#### Exercise details
Copy out the records below word for word, starting with the line that contains "of the orange" and going on through the line that contains "(1008, 651)". Give only those lines.

[start Records for this exercise]

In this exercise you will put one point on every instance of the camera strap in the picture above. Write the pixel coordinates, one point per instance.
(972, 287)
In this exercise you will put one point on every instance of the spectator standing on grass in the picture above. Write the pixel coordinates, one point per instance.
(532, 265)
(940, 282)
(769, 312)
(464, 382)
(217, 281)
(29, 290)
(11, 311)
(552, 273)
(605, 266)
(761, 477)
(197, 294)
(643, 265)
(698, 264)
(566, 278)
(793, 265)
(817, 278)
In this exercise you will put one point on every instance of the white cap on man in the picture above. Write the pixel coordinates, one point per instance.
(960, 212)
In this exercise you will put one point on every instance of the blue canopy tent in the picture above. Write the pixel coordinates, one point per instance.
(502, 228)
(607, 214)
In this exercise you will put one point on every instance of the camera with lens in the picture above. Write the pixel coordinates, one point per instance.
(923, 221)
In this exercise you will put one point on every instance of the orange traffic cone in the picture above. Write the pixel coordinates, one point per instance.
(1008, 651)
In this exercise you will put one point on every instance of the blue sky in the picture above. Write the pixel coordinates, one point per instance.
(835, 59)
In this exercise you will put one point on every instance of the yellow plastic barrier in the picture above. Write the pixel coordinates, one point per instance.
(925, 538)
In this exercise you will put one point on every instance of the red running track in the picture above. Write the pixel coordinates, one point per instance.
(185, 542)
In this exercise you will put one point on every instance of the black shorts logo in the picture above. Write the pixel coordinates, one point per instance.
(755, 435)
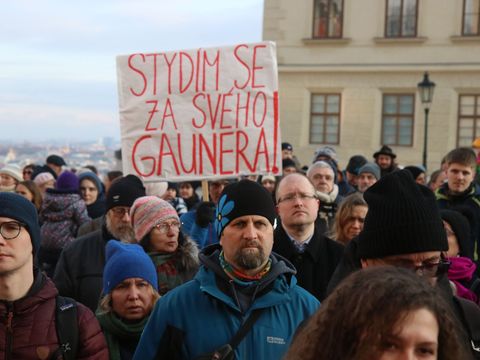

[end Records for this exercise]

#### Correct result
In this exercise you will put one point on every instance of the orange traffic cone in the picture above. Write the pixel coordinates, one point per instance.
(1008, 651)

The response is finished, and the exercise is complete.